Return every line of the listing below unchanged, but leave out the pictures.
::::
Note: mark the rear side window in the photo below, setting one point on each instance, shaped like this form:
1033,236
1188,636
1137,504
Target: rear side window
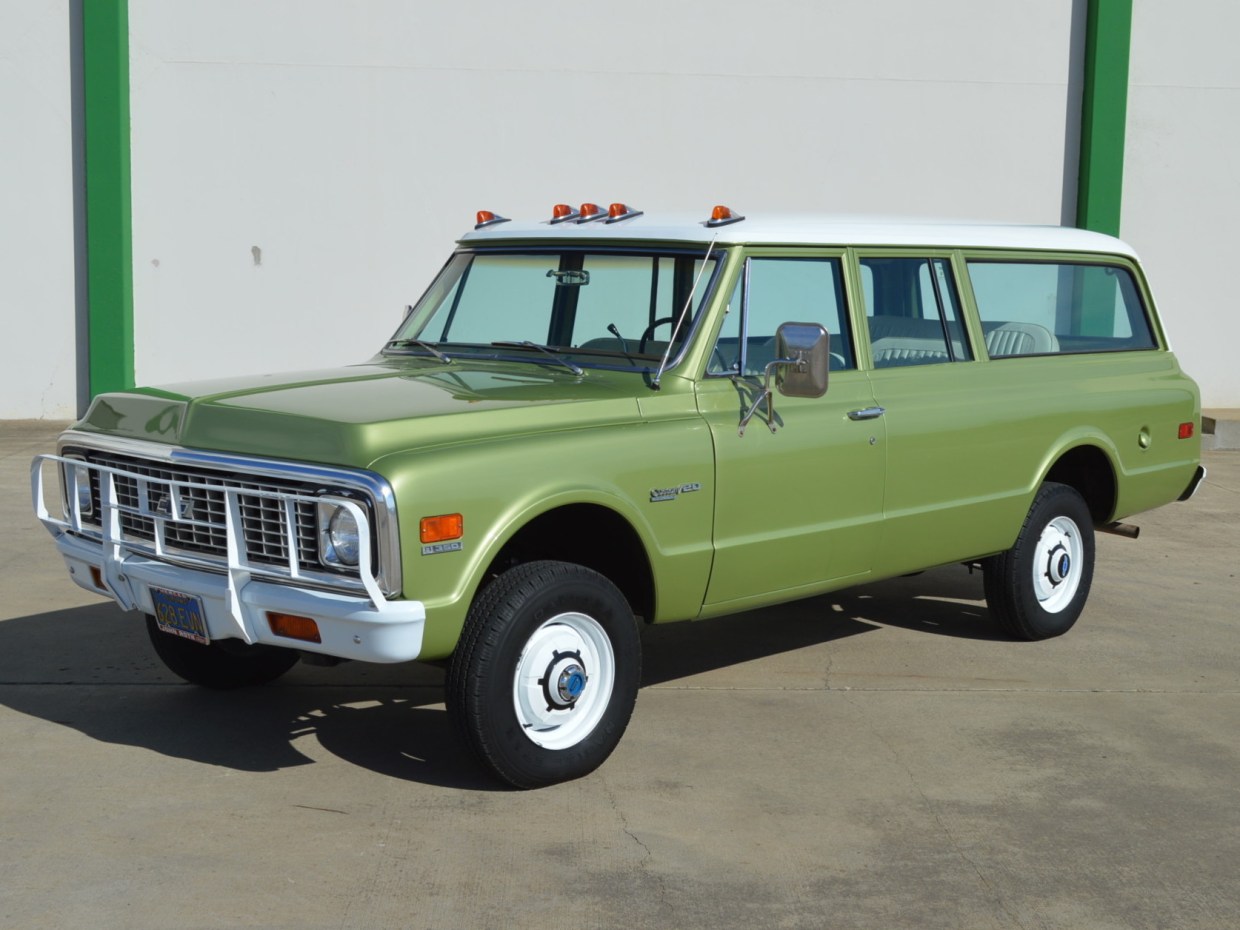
1048,308
913,311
::::
> EXERCISE RESPONSE
Note: mark the rear side window in the photo below, setting one point on each instance, shaped like this form:
1033,236
1188,636
1137,504
Target: rear side window
1048,308
913,311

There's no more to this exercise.